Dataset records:
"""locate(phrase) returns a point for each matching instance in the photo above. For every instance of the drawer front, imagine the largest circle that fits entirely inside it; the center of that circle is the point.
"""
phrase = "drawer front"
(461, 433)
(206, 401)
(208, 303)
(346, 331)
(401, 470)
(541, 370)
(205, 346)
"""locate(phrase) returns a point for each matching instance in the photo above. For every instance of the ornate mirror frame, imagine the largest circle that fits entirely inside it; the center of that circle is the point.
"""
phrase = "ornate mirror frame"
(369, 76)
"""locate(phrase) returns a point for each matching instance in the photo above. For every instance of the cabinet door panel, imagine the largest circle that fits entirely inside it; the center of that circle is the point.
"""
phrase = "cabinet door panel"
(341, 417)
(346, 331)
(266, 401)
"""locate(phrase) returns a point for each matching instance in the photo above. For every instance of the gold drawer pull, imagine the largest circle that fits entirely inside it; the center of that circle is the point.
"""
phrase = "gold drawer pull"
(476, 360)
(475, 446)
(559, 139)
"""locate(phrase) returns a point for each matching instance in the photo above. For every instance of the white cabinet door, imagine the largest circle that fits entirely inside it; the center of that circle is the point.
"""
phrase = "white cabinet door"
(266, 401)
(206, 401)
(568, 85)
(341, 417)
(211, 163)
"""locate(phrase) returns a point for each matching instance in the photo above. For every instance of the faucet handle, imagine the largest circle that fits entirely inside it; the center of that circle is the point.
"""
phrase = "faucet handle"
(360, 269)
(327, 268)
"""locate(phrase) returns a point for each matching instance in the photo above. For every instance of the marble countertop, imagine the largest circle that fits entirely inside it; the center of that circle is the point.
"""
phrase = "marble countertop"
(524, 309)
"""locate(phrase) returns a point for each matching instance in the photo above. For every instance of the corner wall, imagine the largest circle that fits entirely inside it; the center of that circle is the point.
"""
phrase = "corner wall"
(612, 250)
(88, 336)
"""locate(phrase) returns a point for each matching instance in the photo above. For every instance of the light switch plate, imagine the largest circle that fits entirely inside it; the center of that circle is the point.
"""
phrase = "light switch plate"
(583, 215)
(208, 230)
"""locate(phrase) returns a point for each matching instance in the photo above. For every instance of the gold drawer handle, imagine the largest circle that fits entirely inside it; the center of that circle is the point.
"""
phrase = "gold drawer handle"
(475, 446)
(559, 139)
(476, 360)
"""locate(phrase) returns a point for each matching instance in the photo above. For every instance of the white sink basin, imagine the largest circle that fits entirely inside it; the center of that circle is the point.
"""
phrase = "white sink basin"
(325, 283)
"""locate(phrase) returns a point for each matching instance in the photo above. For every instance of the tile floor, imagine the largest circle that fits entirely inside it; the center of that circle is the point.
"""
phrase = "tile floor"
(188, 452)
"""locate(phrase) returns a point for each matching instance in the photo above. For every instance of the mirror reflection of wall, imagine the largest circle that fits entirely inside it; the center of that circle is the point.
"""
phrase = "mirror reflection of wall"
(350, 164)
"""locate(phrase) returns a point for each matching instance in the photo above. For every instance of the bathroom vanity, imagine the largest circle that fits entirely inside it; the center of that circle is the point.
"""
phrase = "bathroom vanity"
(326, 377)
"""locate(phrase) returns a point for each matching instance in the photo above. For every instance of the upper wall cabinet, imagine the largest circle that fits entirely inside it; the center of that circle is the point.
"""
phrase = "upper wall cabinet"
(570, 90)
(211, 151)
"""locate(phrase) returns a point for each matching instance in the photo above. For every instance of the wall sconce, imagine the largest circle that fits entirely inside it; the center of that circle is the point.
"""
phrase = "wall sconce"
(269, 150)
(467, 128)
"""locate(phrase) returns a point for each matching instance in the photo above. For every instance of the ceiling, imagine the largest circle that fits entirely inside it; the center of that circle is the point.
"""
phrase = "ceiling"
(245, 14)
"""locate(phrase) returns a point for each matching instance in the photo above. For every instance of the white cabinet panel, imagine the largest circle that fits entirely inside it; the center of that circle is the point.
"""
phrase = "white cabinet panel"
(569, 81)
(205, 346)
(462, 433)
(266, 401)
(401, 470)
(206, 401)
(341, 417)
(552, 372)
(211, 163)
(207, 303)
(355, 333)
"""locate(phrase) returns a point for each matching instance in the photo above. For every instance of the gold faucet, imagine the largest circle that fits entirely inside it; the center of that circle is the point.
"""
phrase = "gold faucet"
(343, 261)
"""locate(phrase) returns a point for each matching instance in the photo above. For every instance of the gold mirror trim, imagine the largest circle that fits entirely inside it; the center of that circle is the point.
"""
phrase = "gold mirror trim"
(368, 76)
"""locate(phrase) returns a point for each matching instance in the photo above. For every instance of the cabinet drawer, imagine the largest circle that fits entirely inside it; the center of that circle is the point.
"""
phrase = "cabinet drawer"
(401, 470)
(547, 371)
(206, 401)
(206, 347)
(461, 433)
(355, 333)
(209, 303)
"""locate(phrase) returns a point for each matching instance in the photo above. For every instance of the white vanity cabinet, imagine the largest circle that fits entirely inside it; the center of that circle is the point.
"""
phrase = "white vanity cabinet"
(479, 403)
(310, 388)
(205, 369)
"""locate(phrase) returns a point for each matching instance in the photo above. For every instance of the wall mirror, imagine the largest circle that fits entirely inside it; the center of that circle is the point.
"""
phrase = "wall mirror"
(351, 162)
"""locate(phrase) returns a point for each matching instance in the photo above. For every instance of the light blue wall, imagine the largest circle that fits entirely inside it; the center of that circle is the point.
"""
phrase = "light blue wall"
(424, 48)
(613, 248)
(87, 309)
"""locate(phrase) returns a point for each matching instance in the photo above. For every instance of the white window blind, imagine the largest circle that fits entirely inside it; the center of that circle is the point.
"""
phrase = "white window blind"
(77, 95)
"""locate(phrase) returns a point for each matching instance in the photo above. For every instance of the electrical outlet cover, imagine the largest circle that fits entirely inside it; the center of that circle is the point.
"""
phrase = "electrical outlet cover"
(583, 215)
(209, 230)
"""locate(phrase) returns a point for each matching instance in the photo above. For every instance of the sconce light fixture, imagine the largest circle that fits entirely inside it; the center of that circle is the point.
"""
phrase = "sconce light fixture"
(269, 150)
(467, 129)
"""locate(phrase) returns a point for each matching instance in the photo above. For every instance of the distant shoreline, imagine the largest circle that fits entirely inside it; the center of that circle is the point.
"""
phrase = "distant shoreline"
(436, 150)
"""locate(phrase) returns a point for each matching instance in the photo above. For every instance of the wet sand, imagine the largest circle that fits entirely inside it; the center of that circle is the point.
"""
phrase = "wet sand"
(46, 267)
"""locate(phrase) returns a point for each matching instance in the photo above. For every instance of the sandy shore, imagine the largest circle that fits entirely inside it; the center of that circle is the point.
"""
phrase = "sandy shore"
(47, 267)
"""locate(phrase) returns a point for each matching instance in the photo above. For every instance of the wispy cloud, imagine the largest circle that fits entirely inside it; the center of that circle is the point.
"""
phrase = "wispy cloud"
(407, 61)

- Goal
Please output every record, keeping each line exact.

- Written solution
"""locate(phrase) returns a point for each matching instance in the photo above. For every instance of the drawer front, imagine the largest circle that fits entirely inside it; the center of that circle is the point.
"""
phrase = "drawer front"
(461, 433)
(206, 401)
(208, 303)
(346, 331)
(401, 470)
(541, 370)
(205, 346)
"""locate(phrase) returns a point for each matching instance in the photo above. For every instance of the ornate mirror frame, imagine the largest circle that fits entirely inside it; the center of that circle is the point.
"""
phrase = "ornate mirror frame"
(369, 76)
"""locate(phrase) returns a point for each matching instance in the photo above. For every instance of the cabinet door panel, imagine the largest circle that fits entirely inside it; the center of that circle is the point.
"""
phrase = "cabinet door panel"
(341, 417)
(346, 331)
(266, 401)
"""locate(phrase) returns a point for each matching instance in the photo above. For every instance of the gold drawer pull, imagine the largest circle that fits entirely inside it; the center of that circle is the point.
"""
phrase = "gold drawer pull"
(476, 360)
(475, 446)
(559, 139)
"""locate(phrase) returns a point for each matching instance in the photo above. For every instance of the white cabinet door, imagine the largest circle that fits entirely inside it; the center of that circle is the point.
"""
phrase = "white cabinet door"
(266, 401)
(206, 401)
(568, 85)
(341, 417)
(211, 163)
"""locate(phrase) returns a point for each matching instance in the photo above. For every instance of the faucet handle, imagine the largest circle that fits entirely inside it; the center of that circle is the point.
"""
phrase = "faucet handle"
(360, 269)
(327, 268)
"""locate(phrase) returns a point for each matching instance in the photo above. For every instance of the marble countertop, imagine the largest circle that fits entirely inside it; the center of that circle is the point.
"""
phrase = "marble countertop"
(524, 309)
"""locate(phrase) returns a point for each matching instance in the photo above. For every instance of the corner wall, imagine the largest circle that fits entirely inside it; the center of that circle is the point.
"""
phrase = "corner wall"
(612, 250)
(88, 336)
"""locate(phrase) returns a point for each matching instance in the photo above. For every instance of the light switch plate, imagine the largest circle that fits entirely inside it; the center of that circle is the point.
"""
phrase = "light switch plate"
(583, 215)
(208, 230)
"""locate(phrase) returns a point for each matching instance in the photo above. For every instance of the gold drawer handle, imagine the largest circle that fits entirely inside it; the center of that circle is the point.
"""
phrase = "gold drawer handle"
(475, 446)
(559, 139)
(476, 360)
"""locate(phrase) returns a point for each matching instance in the photo above. For every instance of the white sink basin, imagine the largest circle that fits entirely inside it; the center of that circle is the point.
"""
phrase = "white sink basin"
(325, 283)
"""locate(phrase) returns a point for each matching instance in the photo above. For every instance of the tile floor, imagine the largest circle that fits entirely inside it; the center of that circle is the point.
"""
phrase = "tile floor"
(188, 452)
"""locate(phrase) returns a point for each matching instance in the photo above. For every instance of the mirror reflection of wall, imagine the largest circle that fits entirely inside it; the center of that circle is the point.
"""
phrase = "mirror reflection of wall"
(350, 164)
"""locate(phrase) returns a point for each matching instance in the photo above. For every instance of the bathroom vanity, imagine the largest circle that fits entirely inside it; the center of that circle is the point.
"""
phrase = "bathroom vanity"
(326, 377)
"""locate(phrase) returns a point for each matching instance in the photo above. For every instance of the upper wall cabinet, imagine the largest circle that fits entirely inside it; the center of that circle is the point.
"""
phrase = "upper wall cabinet"
(570, 90)
(211, 151)
"""locate(phrase) returns a point for each matching instance in the photo above. For every instance of the wall sconce, imagine the largest circle that fits entirely inside it; the center of that circle is the point.
"""
phrase = "wall sconce"
(269, 150)
(467, 128)
"""locate(phrase) returns a point for each matching instance in the photo above. For every instance of the ceiling, imagine the largest circle that fits entirely inside it; the center of that circle is the point.
"""
phrase = "ceiling"
(245, 14)
"""locate(phrase) returns a point for each matching instance in the photo above. For every instance of the white cabinet panel, imagine the largest circle that fits entirely inside it; the center of that circle is the point.
"""
phrase = "white cabinet panel"
(569, 81)
(205, 346)
(462, 433)
(266, 401)
(401, 470)
(206, 401)
(341, 417)
(552, 372)
(211, 163)
(207, 303)
(355, 333)
"""locate(phrase) returns a point for each matching instance in the photo above. For every instance of the gold faucet, imagine the largest circle that fits entirely inside it; the center of that circle is the point.
"""
phrase = "gold faucet"
(343, 261)
"""locate(phrase) returns a point for each matching instance in the photo above. For every instance of the gold mirror trim, imagine the largest circle that fits entirely inside it; the center of that circle is the point.
"""
phrase = "gold mirror trim"
(368, 76)
"""locate(phrase) returns a point for each matching instance in the photo above. For every instance of the cabinet drawer, imagine the largest circle that fits entirely inside it; the center of that circle is the point.
"""
phrase = "cabinet drawer"
(401, 470)
(547, 371)
(206, 401)
(206, 347)
(461, 433)
(355, 333)
(209, 303)
"""locate(phrase) returns a point for each matching instance in the photo above. For every instance of the white vanity cabinet, imagine the largest circle that fits entirely inside it; the center of that circle is the point.
"""
phrase = "white vanity cabinet"
(479, 403)
(310, 388)
(205, 369)
"""locate(phrase) returns a point for each matching instance in the photo above. For every instance of the wall mirror, imagine the largest circle that fits entirely inside it; the center of that circle is the point.
"""
phrase = "wall mirror"
(351, 162)
"""locate(phrase) returns a point for each matching instance in the photo above. For every instance of the light blue wall, imagine the largest circle that fits entirely inside it; the center of that circle is the point.
"""
phrase = "light blue wall"
(424, 48)
(613, 248)
(87, 309)
"""locate(phrase) returns a point for each matching instance in the photo above. For every instance of the white window blind, imagine the largest circle that fits entirely inside it; the center of that circle is the point.
"""
phrase = "white window blind"
(77, 95)
"""locate(phrase) returns a point for each matching instance in the photo above. For every instance of the electrical outlet cover, imagine the largest circle that fits entirely inside it; the center of that circle is the point.
"""
phrase = "electrical outlet cover"
(583, 215)
(209, 230)
"""locate(phrase) returns a point for each matching instance in the photo above. For every instance of the sconce light fixture, imagine the largest circle that fits entirely inside it; the center of that circle is the point.
"""
phrase = "sconce light fixture"
(269, 150)
(467, 129)
"""locate(phrase) returns a point for each matching instance in the photo above. For every instance of the distant shoreline, imagine the largest circle that fits entirely inside it; the center of that circle is the point.
"""
phrase = "distant shoreline"
(436, 150)
"""locate(phrase) returns a point for each matching instance in the photo above. For every instance of the wet sand, imagine the largest circle that fits entirely inside it; the center of that circle is the point.
"""
phrase = "wet sand"
(46, 267)
"""locate(phrase) returns a point for each matching instance in the photo above. For every instance of the sandy shore, imagine the largest circle that fits entirely inside it; the center of that circle is the point.
"""
phrase = "sandy shore"
(47, 267)
"""locate(phrase) returns a point for each matching instance in the photo above. For every instance of the wispy cloud, imagine the largest circle that fits entirely inside it; the center of that circle is the point.
"""
phrase = "wispy cloud"
(407, 61)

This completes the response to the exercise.